- **Material for the task**
• • • • •

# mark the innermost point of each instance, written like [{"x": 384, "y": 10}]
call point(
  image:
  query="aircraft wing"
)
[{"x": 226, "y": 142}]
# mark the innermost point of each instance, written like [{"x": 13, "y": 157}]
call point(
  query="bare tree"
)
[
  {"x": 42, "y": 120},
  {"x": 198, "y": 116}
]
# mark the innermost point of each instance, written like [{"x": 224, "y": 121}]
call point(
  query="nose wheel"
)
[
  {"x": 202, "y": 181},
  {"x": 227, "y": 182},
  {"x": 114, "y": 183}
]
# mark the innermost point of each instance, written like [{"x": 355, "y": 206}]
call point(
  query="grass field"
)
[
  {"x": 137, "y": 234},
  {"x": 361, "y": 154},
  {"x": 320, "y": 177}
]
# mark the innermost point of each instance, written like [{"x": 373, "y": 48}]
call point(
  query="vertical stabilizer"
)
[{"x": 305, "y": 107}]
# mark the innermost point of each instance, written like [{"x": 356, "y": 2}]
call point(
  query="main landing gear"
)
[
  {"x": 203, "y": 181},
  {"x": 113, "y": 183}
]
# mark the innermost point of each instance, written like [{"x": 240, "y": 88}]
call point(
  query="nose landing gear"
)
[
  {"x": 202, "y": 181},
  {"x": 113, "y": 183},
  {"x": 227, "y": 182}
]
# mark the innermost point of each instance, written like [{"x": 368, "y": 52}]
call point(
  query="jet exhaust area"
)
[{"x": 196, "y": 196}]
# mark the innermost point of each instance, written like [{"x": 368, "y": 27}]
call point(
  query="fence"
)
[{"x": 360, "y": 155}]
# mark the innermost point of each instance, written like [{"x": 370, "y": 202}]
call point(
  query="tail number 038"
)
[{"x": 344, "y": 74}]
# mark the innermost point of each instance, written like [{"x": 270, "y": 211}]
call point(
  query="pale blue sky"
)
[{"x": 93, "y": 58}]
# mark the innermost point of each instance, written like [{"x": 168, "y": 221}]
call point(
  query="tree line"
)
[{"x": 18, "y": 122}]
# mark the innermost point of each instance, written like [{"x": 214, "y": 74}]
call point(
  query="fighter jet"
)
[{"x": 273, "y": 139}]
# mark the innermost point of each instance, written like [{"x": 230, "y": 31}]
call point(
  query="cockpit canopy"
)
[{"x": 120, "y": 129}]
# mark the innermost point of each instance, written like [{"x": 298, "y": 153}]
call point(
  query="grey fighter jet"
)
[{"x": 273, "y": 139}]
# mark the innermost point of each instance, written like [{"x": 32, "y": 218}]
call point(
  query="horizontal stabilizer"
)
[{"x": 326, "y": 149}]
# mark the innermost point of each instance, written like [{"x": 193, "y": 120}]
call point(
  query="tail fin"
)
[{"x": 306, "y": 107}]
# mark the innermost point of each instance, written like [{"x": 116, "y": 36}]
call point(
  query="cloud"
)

• • • • •

- **Task**
Search the material above for "gear". Copy each line that has it.

- **Result for this task**
  query="main landing gear"
  query="nose landing gear"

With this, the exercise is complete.